Performance is strong regardless of which battery or drive options you go for. Standard Range cars have 266bhp, with the four-wheel-drive version lending more torque for swifter acceleration. Rear-drive Extended Range cars up this to 290bhp, while top-of-the-range four-wheel-drive Extended Range Mach-Es get a strong 346bhp.

Our test car was this most powerful version and performance is good: 0-62mph is sorted in 5.1 seconds and there's power easily accessible whenever and wherever you need it. Those who want to go even faster will have to wait for the forthcoming Mustang Mach-E GT, which promises 480bhp and a massive 860Nm of torque in a bid to take on Tesla and its famously accelerative line-up.

Prices start at around £40,000; for that you get a generous level of standard equipment: adaptive cruise control, front and rear parking sensors, dual-zone air conditioning, active parking assistance and heated front seats, along with the rather impressive combination of a 10.2-inch drivers display and a colossal 15.5-inch central infotainment screen. This takes a bit of getting used to in practice, mainly due to its considerable size, but those who've used Ford's SYNC3 system will recognise certain elements. Overall, it works well and is easy to use.

### Given records
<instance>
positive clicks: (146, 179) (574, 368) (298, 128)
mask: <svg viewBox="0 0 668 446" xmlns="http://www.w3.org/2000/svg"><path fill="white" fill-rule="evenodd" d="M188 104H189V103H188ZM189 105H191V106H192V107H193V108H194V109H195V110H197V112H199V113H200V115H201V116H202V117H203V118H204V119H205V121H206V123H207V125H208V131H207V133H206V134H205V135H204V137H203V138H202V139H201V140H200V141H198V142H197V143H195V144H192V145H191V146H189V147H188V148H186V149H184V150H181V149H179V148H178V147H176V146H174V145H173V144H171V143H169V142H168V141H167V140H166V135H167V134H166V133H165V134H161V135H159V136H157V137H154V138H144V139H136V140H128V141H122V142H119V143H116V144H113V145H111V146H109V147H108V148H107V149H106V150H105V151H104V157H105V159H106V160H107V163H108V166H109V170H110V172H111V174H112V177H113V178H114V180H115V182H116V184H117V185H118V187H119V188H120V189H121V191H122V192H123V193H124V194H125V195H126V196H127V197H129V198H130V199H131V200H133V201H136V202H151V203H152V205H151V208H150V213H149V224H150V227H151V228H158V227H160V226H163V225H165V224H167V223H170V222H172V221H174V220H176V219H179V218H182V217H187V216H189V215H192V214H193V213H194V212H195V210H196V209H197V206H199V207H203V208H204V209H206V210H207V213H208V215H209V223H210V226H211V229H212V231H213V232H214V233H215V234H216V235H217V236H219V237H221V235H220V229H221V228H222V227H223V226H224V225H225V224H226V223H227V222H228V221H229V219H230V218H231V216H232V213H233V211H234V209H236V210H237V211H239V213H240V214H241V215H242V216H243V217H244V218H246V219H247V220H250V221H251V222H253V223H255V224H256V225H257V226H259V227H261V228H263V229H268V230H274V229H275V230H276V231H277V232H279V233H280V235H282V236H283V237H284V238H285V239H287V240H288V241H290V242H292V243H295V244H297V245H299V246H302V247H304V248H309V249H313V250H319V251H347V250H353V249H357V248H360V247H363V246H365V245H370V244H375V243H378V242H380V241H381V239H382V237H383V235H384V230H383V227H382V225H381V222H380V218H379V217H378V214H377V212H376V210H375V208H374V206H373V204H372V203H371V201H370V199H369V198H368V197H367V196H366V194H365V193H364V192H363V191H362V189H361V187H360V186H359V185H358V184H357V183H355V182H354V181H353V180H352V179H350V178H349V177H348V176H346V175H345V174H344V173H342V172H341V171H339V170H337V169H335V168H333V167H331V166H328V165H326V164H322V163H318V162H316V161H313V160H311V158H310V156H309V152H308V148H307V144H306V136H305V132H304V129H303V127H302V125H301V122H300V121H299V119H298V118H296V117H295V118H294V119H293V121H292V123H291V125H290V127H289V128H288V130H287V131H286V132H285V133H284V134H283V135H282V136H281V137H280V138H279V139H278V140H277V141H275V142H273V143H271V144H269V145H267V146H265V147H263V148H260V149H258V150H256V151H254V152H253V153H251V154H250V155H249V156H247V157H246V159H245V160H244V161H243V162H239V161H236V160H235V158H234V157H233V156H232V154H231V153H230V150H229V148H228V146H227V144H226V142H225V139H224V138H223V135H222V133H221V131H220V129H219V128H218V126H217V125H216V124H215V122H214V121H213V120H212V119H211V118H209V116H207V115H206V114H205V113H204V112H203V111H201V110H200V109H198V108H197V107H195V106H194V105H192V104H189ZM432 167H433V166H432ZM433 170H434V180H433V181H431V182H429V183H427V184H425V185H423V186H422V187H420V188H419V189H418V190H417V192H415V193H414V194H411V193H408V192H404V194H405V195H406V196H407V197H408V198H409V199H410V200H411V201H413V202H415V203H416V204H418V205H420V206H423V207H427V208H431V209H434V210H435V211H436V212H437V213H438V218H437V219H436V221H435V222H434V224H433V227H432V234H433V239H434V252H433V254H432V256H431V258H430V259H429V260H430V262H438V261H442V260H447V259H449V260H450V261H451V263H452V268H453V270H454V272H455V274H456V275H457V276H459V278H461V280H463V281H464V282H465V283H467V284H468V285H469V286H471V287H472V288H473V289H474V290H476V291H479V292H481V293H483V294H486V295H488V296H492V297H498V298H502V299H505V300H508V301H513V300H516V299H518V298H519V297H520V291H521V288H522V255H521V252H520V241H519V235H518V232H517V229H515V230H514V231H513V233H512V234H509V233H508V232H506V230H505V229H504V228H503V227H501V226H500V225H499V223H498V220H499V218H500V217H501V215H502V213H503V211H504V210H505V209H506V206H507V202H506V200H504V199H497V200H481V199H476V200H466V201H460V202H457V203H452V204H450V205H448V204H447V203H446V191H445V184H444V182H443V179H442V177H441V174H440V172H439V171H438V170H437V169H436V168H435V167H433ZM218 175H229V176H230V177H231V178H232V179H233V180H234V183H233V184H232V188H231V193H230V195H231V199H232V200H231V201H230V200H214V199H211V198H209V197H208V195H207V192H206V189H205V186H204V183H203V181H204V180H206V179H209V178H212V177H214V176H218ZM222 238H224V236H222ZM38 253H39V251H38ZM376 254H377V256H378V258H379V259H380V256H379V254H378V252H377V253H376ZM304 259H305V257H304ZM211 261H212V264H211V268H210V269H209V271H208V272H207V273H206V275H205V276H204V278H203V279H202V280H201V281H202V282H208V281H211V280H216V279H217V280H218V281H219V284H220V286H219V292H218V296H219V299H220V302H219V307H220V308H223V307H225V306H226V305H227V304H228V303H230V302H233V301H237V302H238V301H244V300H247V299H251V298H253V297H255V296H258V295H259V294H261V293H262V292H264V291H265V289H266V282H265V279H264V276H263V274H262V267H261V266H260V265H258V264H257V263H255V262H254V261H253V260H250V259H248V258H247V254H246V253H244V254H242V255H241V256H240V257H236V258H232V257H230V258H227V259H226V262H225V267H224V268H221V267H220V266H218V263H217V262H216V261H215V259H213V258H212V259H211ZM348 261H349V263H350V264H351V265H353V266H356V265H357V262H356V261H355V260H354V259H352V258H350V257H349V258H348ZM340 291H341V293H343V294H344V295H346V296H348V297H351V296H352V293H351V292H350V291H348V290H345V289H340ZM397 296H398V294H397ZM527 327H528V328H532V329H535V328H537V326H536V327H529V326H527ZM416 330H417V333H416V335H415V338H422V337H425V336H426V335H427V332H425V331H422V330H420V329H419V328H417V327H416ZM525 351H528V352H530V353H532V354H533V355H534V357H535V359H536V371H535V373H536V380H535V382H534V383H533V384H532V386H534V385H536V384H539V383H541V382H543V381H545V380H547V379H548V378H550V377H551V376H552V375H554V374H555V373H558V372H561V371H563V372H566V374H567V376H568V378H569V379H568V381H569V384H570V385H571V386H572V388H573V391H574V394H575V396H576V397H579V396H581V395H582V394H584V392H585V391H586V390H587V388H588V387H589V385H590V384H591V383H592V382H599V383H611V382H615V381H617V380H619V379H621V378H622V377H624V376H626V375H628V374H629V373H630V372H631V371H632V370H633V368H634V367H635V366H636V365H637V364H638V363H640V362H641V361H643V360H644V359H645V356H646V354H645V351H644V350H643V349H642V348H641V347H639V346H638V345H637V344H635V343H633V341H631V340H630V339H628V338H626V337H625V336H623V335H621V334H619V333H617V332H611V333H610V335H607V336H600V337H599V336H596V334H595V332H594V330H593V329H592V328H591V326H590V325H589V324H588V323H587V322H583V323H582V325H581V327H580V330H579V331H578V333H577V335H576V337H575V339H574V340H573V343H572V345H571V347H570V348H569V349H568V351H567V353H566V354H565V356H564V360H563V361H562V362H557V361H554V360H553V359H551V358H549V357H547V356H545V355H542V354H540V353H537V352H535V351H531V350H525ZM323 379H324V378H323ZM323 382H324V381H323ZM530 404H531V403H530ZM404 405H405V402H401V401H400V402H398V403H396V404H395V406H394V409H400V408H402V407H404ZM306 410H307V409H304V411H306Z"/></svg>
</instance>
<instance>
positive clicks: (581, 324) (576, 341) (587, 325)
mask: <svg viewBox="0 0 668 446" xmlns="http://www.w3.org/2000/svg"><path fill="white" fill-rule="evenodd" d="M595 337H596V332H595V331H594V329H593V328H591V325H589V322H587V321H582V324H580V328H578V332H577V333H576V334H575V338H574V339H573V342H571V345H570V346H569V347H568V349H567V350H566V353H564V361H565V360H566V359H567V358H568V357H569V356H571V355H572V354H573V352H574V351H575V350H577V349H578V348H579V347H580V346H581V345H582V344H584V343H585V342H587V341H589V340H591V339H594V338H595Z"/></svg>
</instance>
* * *
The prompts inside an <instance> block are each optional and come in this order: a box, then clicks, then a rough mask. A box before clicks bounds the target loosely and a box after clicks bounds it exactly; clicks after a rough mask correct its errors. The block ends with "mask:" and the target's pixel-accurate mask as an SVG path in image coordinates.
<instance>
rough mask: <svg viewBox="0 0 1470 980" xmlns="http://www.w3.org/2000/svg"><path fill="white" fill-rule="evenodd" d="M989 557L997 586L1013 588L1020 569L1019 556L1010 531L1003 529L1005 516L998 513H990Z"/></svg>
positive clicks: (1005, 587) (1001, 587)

### Tasks to carry out
A. Using the Mustang Mach-E extract, mark each statement yes or no and back up each answer with the exact deciding words from the extract.
(i) Rear-drive Extended Range cars have 290bhp.
(ii) The test car was the least powerful version.
(iii) The Mustang Mach-E GT promises 500bhp.
B. Answer these from the Mustang Mach-E extract:
(i) How long does the test car take to go from 0 to 62mph?
(ii) At about what price do the cars start?
(iii) How big is the central infotainment screen?
C. Carry the Mustang Mach-E extract forward from its last sentence.
The items have nothing to do with what comes next.

### Task-by-task outputs
A.
(i) Yes: "Rear-drive Extended Range cars up this to 290bhp"
(ii) No: "Our test car was this most powerful version"
(iii) No: "which promises 480bhp"

B.
(i) 5.1 seconds
(ii) Around £40,000
(iii) 15.5 inches

C.
That screen dominates the car's well thought-out interior, which itself is filled with clever storage spaces (particularly in the centre console) and, in our top-spec test example, a great combination of leather upholstery, quality trim elements and an overall feel of exclusivity that's lacking from lesser Ford models. 

That higher-end interior is matched by an exterior which, to the untrained eye, could belong to any number of luxury-car brands. Enthusiasts will spot the Mustang styling cues in the lights, grille outline and horse badges, but generally this car shares more with the current crop of rakish electric SUVs than any Ford Mustang from the past.

It certainly doesn't drive like any other Mustang, either. Get underway at low speed and there's very little noise from the electric motors. The throttle has immediate response and it's easy to tap into the power available – the most powerful, four-wheel-drive Mach-E currently available has sufficient performance to trouble some much sportier machinery. There are three driving modes, called Whisper, Active and performance-orientated Untamed; the first of these is the most pleasant in our view, making the car smoother to drive and cutting off the slightly silly sound synthesiser that aims to reproduce the noise of a petrol V8 engine.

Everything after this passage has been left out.